Extracted material:

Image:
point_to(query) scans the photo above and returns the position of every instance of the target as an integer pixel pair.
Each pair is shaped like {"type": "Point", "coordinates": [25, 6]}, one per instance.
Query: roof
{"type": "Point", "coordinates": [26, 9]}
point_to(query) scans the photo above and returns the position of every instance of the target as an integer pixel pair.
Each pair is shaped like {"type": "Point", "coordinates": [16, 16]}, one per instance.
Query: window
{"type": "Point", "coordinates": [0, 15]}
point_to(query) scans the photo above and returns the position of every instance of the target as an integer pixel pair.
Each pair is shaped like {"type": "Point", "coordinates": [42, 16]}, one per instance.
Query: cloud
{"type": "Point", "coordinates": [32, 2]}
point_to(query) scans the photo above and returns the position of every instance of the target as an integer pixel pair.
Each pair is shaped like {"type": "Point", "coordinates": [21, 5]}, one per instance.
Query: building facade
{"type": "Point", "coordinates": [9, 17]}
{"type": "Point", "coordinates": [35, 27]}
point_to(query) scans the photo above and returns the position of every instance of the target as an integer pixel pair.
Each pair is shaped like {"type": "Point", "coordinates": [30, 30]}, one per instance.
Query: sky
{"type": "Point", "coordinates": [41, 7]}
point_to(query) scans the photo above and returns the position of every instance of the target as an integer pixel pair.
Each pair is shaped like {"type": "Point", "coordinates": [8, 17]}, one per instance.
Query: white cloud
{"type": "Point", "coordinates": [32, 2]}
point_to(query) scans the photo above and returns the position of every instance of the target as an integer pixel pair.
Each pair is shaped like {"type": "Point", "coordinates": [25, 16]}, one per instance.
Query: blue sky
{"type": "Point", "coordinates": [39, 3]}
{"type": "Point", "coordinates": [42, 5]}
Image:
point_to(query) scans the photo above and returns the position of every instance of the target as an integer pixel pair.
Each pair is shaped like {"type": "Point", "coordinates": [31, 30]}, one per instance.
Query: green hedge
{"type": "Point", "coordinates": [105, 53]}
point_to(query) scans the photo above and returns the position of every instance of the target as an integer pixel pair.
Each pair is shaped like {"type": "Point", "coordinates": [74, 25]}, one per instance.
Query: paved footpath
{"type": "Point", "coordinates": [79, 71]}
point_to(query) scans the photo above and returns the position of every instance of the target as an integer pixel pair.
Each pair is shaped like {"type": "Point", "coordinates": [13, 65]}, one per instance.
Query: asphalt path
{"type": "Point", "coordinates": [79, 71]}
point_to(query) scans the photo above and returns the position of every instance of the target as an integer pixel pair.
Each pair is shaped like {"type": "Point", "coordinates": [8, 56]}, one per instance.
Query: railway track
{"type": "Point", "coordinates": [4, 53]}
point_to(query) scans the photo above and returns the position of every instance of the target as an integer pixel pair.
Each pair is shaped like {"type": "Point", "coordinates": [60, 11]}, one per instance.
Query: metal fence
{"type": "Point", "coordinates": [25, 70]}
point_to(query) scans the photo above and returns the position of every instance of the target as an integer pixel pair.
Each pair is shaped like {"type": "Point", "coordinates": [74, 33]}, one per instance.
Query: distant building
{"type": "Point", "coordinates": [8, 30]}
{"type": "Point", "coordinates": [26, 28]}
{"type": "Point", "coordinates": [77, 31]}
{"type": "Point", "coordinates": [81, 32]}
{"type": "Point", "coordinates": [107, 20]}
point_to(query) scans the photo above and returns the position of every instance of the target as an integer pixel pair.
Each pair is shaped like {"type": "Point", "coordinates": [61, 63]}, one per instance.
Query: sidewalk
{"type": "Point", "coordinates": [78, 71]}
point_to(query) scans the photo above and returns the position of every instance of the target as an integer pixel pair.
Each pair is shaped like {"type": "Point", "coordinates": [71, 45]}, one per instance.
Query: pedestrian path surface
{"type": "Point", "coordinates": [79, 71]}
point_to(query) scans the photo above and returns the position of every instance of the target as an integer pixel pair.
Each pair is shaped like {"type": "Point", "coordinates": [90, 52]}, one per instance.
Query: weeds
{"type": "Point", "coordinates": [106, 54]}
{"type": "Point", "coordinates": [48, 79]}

Task instructions:
Every entry, from first to last, should be written out exactly.

Reply to the exercise:
Image:
point_to(query) scans the photo above and returns the position of every instance of the target as an integer pixel pair.
Each pair is shaped like {"type": "Point", "coordinates": [25, 6]}, one per instance.
Query: roof
{"type": "Point", "coordinates": [26, 9]}
point_to(query) scans the photo above and returns the position of every instance of the target as an integer pixel pair.
Each pair is shaped like {"type": "Point", "coordinates": [16, 16]}, one per instance.
Query: window
{"type": "Point", "coordinates": [0, 15]}
point_to(query) scans the photo above and returns the position of every instance of the target as an integer pixel pair.
Each pair is shaped like {"type": "Point", "coordinates": [42, 16]}, one per instance.
Query: cloud
{"type": "Point", "coordinates": [32, 2]}
point_to(query) scans the photo above and returns the position of every instance of the target as an integer pixel pair.
Each pair is shaped like {"type": "Point", "coordinates": [21, 5]}, one per instance.
Query: building facade
{"type": "Point", "coordinates": [9, 17]}
{"type": "Point", "coordinates": [35, 27]}
point_to(query) scans the photo above and returns the position of every instance of the target as an integer pixel pair.
Each pair is shaped like {"type": "Point", "coordinates": [30, 30]}, one per instance.
Query: sky
{"type": "Point", "coordinates": [41, 7]}
point_to(query) scans the photo above and returns the position of every instance of the target as an integer pixel pair.
Each pair is shaped like {"type": "Point", "coordinates": [8, 17]}, one per instance.
Query: white cloud
{"type": "Point", "coordinates": [32, 2]}
point_to(query) scans the photo above and returns the position of every instance of the target as an integer pixel pair.
Each pair is shaped like {"type": "Point", "coordinates": [25, 16]}, one per instance.
Query: blue sky
{"type": "Point", "coordinates": [39, 3]}
{"type": "Point", "coordinates": [42, 5]}
Image:
point_to(query) scans the photo above and returns the position of every instance of the target as an integer pixel pair.
Each pair is shaped like {"type": "Point", "coordinates": [31, 30]}, one per instance.
Query: green hedge
{"type": "Point", "coordinates": [105, 53]}
point_to(query) scans the photo above and returns the position of every instance of the target as an integer pixel pair.
Each pair is shaped like {"type": "Point", "coordinates": [74, 25]}, one per instance.
Query: paved footpath
{"type": "Point", "coordinates": [79, 71]}
point_to(query) scans the photo above and returns the position of every instance of the target as an integer pixel pair.
Each pair is shaped like {"type": "Point", "coordinates": [13, 65]}, one per instance.
Query: asphalt path
{"type": "Point", "coordinates": [79, 71]}
point_to(query) scans the photo above and returns the position of every instance of the target as an integer pixel pair.
Each pair is shaped like {"type": "Point", "coordinates": [8, 56]}, one per instance.
Query: railway track
{"type": "Point", "coordinates": [4, 53]}
point_to(query) scans the photo above and returns the position of every instance of the target as an integer pixel pair.
Each pair is shaped like {"type": "Point", "coordinates": [60, 11]}, one per instance.
Query: metal fence
{"type": "Point", "coordinates": [25, 70]}
point_to(query) scans the photo above and returns the position of every instance of the target as an integer pixel pair.
Each pair is shaped like {"type": "Point", "coordinates": [74, 33]}, one per instance.
Query: distant building
{"type": "Point", "coordinates": [8, 30]}
{"type": "Point", "coordinates": [26, 28]}
{"type": "Point", "coordinates": [77, 31]}
{"type": "Point", "coordinates": [81, 32]}
{"type": "Point", "coordinates": [107, 20]}
point_to(query) scans the photo above and returns the position of every instance of the target as an integer pixel pair.
Each pair is shaped like {"type": "Point", "coordinates": [61, 63]}, one per instance.
Query: sidewalk
{"type": "Point", "coordinates": [78, 71]}
point_to(query) scans the photo above and returns the position of every instance of the target as an integer pixel pair.
Each pair is shaped like {"type": "Point", "coordinates": [71, 45]}, one per instance.
Query: pedestrian path surface
{"type": "Point", "coordinates": [79, 71]}
point_to(query) scans the photo above and returns the position of every instance of the target as an integer pixel pair.
Each pair is shaped like {"type": "Point", "coordinates": [90, 52]}, one per instance.
Query: weeds
{"type": "Point", "coordinates": [106, 54]}
{"type": "Point", "coordinates": [48, 79]}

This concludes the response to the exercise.